>> Start
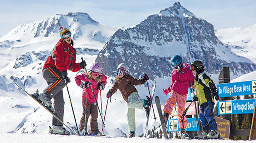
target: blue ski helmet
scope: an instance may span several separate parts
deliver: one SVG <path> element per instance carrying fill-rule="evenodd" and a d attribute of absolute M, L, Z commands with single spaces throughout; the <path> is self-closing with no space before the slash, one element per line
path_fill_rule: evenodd
<path fill-rule="evenodd" d="M 175 55 L 171 59 L 171 65 L 175 67 L 178 65 L 180 67 L 182 65 L 182 59 L 179 55 Z"/>

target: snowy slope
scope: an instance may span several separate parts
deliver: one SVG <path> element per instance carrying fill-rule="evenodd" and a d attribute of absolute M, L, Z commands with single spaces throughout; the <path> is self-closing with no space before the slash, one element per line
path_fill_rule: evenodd
<path fill-rule="evenodd" d="M 76 136 L 61 136 L 34 134 L 13 134 L 0 133 L 0 140 L 3 143 L 167 143 L 178 142 L 183 143 L 204 143 L 205 140 L 165 139 L 146 139 L 135 137 L 128 139 L 124 138 L 84 137 Z M 231 140 L 208 139 L 208 143 L 252 143 L 255 141 L 234 141 Z"/>
<path fill-rule="evenodd" d="M 59 25 L 69 26 L 71 32 L 76 34 L 72 35 L 72 38 L 74 39 L 74 46 L 78 51 L 76 60 L 80 62 L 81 58 L 83 57 L 87 63 L 87 70 L 95 61 L 105 42 L 117 30 L 116 28 L 98 23 L 85 13 L 69 13 L 56 14 L 51 18 L 33 24 L 21 24 L 1 38 L 0 49 L 2 52 L 0 54 L 2 62 L 0 63 L 0 108 L 3 112 L 0 113 L 0 125 L 6 127 L 1 128 L 0 132 L 48 133 L 48 126 L 51 125 L 51 115 L 15 87 L 12 80 L 30 93 L 33 93 L 37 89 L 39 92 L 44 89 L 47 84 L 42 76 L 42 68 L 50 51 L 59 39 L 58 32 Z M 82 111 L 82 89 L 74 81 L 74 76 L 78 73 L 70 71 L 68 73 L 71 79 L 68 87 L 76 121 L 79 123 Z M 108 84 L 102 92 L 104 111 L 107 101 L 106 92 L 112 85 L 110 80 L 114 79 L 108 77 Z M 158 86 L 159 89 L 162 86 Z M 146 87 L 136 88 L 142 97 L 148 94 Z M 161 92 L 159 93 L 161 93 L 160 91 Z M 65 101 L 64 122 L 75 130 L 76 125 L 66 88 L 63 91 Z M 167 96 L 163 97 L 163 103 Z M 100 99 L 99 97 L 99 103 Z M 127 104 L 118 92 L 113 95 L 112 103 L 108 104 L 104 133 L 119 137 L 122 135 L 123 132 L 128 133 L 127 110 Z M 143 110 L 136 110 L 136 134 L 138 136 L 143 132 L 146 118 Z M 102 125 L 100 117 L 98 121 L 101 130 Z M 159 122 L 150 120 L 149 129 L 152 125 L 159 124 Z M 90 129 L 89 124 L 88 129 Z"/>
<path fill-rule="evenodd" d="M 256 23 L 247 28 L 235 27 L 218 30 L 215 33 L 221 41 L 234 46 L 233 52 L 256 62 Z"/>

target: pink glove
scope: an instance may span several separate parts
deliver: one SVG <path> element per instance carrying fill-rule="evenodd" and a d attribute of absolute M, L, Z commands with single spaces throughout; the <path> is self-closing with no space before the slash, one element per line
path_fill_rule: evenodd
<path fill-rule="evenodd" d="M 168 94 L 168 93 L 171 92 L 170 89 L 170 89 L 170 88 L 168 88 L 165 89 L 163 89 L 163 93 L 165 94 L 166 95 L 167 95 L 167 94 Z"/>

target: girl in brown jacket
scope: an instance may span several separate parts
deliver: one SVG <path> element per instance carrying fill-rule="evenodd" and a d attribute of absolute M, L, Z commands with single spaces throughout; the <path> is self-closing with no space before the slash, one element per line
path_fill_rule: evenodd
<path fill-rule="evenodd" d="M 107 98 L 109 98 L 115 93 L 117 89 L 121 92 L 124 100 L 127 103 L 128 111 L 127 112 L 127 121 L 128 128 L 130 132 L 129 138 L 135 136 L 135 108 L 145 109 L 146 116 L 148 116 L 149 106 L 151 103 L 150 99 L 148 100 L 140 99 L 138 91 L 134 85 L 144 84 L 147 80 L 148 80 L 148 77 L 147 74 L 141 79 L 137 80 L 130 76 L 127 71 L 129 69 L 128 66 L 124 63 L 120 63 L 117 69 L 117 78 L 114 85 L 107 94 Z"/>

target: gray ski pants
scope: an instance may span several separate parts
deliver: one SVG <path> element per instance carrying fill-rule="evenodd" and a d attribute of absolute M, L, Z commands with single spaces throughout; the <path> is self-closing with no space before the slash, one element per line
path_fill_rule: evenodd
<path fill-rule="evenodd" d="M 43 76 L 48 84 L 43 92 L 50 99 L 53 98 L 54 114 L 62 121 L 64 116 L 64 104 L 62 89 L 66 83 L 61 77 L 62 74 L 56 69 L 46 68 L 43 70 Z M 62 123 L 52 116 L 52 124 L 55 126 L 63 126 Z"/>
<path fill-rule="evenodd" d="M 129 131 L 136 130 L 135 124 L 135 108 L 143 109 L 144 100 L 139 99 L 138 92 L 132 93 L 128 98 L 128 111 L 127 118 L 128 121 L 128 129 Z"/>

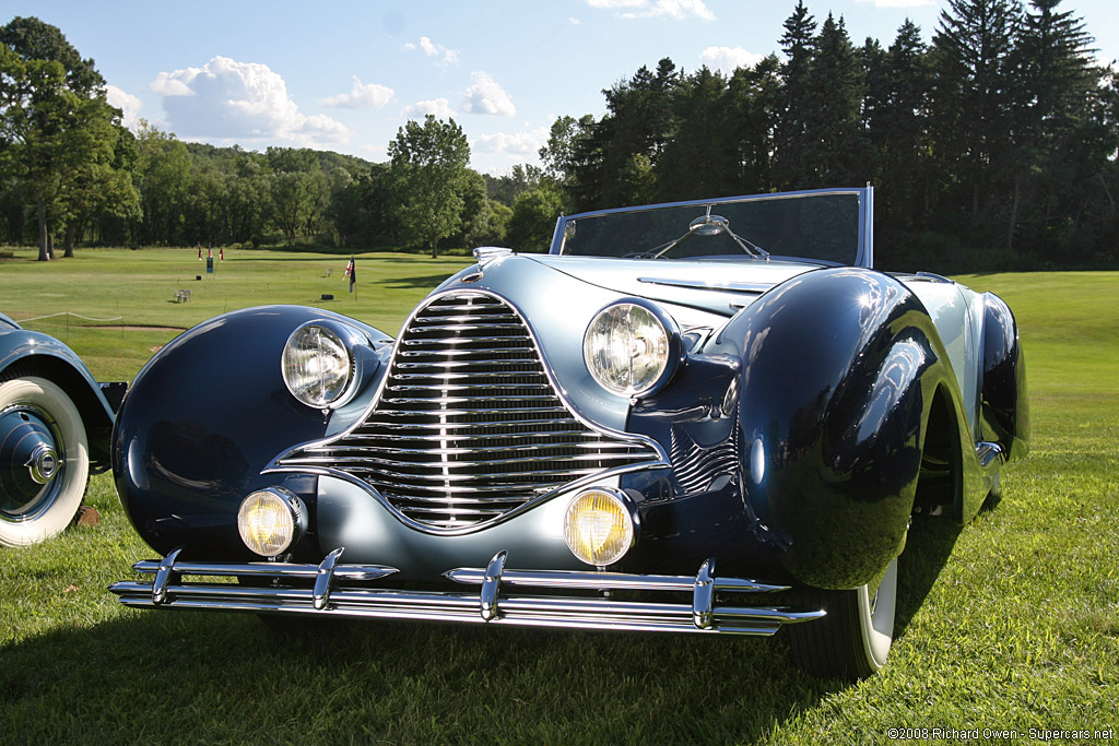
>> End
_Problem description_.
Copy the data from its start through the line containing "175 55 L 171", changing "blue" to "red" and keeping everything else the same. Leave the picture out.

_Answer for this exercise_.
target: red ski helmet
scope: an instance may span several separate parts
deliver: one SVG <path> element per instance carrying fill-rule="evenodd" and a d attribute of absolute M, L, Z commands with single spaces throughout; the <path> is self-closing with no space before the slash, one element per line
path_fill_rule: evenodd
<path fill-rule="evenodd" d="M 175 55 L 171 59 L 171 65 L 175 67 L 178 65 L 180 67 L 182 65 L 182 59 L 179 55 Z"/>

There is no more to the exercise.